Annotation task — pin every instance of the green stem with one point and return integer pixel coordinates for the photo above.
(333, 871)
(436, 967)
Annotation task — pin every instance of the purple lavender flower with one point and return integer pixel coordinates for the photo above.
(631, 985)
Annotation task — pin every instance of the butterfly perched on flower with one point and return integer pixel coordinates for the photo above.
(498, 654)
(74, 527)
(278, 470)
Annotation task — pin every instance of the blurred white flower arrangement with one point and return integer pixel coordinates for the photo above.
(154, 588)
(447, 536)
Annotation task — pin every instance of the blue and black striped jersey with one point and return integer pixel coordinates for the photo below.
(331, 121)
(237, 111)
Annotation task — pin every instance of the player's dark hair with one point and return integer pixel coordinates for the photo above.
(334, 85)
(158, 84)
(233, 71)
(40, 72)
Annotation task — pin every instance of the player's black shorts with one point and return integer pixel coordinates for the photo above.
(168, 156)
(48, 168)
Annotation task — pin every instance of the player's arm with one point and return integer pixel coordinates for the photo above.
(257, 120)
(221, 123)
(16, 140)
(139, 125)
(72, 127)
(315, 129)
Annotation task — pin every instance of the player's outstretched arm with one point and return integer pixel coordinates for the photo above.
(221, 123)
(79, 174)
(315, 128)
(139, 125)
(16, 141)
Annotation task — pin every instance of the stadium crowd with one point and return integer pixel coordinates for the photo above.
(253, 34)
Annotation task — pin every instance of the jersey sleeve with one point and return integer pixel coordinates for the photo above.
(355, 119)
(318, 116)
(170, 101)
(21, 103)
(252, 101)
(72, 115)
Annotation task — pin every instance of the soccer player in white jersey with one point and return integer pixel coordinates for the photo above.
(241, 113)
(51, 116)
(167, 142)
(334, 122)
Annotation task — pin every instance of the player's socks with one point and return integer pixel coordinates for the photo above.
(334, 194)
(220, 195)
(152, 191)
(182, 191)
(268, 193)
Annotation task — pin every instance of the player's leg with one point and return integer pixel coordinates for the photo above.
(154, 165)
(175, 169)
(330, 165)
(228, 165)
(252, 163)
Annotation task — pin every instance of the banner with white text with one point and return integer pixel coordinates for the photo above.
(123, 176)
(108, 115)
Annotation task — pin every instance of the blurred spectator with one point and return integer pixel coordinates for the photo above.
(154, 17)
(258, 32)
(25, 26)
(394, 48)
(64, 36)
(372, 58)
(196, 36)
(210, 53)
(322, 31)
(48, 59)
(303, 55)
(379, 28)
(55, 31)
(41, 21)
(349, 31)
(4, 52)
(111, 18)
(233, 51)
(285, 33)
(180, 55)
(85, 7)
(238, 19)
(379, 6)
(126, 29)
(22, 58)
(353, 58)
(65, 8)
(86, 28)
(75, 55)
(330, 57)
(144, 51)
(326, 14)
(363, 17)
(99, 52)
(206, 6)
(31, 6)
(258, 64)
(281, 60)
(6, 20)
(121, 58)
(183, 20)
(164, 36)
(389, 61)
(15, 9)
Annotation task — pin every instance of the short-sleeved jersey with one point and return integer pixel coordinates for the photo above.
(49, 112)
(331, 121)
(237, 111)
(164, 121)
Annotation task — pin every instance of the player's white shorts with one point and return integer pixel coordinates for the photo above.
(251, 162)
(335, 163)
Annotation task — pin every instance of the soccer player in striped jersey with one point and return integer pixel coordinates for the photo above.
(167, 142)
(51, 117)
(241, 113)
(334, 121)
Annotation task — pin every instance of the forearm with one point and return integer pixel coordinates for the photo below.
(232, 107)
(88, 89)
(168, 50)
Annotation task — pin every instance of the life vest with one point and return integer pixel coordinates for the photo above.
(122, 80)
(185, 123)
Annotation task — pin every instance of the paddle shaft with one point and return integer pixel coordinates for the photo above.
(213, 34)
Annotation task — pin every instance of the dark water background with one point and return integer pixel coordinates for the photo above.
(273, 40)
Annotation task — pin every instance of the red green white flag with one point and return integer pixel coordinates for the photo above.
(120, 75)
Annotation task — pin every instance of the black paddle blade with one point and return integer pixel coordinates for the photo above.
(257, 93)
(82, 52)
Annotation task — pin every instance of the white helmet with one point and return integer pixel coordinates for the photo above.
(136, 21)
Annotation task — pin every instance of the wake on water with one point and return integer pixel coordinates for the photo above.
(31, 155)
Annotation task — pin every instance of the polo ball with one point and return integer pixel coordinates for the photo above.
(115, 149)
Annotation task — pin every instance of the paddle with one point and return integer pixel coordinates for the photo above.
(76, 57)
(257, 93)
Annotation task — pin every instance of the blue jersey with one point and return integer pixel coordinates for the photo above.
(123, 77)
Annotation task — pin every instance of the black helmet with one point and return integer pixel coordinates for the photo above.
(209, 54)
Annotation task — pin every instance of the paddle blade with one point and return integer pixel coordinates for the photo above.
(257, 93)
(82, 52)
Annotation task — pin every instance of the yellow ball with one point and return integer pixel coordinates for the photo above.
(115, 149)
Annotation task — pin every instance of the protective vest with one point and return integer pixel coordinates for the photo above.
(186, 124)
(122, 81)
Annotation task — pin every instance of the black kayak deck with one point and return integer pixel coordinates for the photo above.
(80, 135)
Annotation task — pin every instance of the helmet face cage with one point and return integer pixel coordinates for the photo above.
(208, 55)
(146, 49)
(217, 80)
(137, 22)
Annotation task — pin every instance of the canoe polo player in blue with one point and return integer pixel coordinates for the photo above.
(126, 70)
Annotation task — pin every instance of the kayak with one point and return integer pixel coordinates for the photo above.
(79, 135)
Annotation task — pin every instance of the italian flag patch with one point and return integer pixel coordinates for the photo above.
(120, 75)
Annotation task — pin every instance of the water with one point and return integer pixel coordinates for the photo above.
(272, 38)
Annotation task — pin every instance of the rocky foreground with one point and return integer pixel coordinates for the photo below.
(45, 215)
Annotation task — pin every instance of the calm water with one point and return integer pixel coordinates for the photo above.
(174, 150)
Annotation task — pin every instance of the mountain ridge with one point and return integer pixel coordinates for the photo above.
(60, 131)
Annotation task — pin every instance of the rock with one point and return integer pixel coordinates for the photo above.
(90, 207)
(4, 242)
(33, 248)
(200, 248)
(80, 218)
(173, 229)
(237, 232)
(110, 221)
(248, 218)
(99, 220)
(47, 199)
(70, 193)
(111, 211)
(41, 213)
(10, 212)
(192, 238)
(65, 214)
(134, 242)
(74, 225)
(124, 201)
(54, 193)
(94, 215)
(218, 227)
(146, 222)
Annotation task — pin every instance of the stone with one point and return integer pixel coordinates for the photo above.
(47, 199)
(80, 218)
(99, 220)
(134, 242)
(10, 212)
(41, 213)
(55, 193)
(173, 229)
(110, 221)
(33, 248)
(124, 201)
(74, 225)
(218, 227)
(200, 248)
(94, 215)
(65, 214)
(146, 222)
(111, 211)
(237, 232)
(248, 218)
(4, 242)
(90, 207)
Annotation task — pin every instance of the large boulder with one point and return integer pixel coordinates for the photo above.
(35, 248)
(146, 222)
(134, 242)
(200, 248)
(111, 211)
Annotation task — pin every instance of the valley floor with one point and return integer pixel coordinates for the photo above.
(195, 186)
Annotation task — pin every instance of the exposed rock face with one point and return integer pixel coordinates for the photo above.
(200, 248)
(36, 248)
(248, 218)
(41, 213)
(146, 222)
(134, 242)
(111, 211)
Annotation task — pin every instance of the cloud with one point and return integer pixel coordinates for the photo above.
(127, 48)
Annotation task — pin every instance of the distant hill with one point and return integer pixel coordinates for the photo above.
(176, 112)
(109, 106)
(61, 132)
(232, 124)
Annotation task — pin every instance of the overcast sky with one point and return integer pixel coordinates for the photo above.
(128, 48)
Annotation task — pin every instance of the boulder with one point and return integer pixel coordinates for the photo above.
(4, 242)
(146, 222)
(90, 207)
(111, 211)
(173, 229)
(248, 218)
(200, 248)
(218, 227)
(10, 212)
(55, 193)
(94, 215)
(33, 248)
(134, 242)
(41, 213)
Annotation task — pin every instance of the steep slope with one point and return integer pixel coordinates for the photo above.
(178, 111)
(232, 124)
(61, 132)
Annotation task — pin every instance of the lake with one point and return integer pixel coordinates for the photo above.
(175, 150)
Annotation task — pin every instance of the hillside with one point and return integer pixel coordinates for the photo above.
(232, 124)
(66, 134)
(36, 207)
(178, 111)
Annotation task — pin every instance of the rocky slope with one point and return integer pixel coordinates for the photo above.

**GOAL OF THE EXERCISE:** Copy everything from the line containing "Annotation task — pin every instance of the lake" down to the end of the records, including both of those lines.

**ANSWER TO THE TASK:**
Annotation task — pin every instance of the lake with one point and return integer pixel coordinates for the photo above.
(175, 150)
Annotation task — pin every instance of the hillside with one point and return integer pixel coordinates for the photo above.
(232, 124)
(66, 134)
(36, 207)
(178, 111)
Annotation task — pin every instance of the rocky slope with one point and return integer pixel coordinates for the photo above.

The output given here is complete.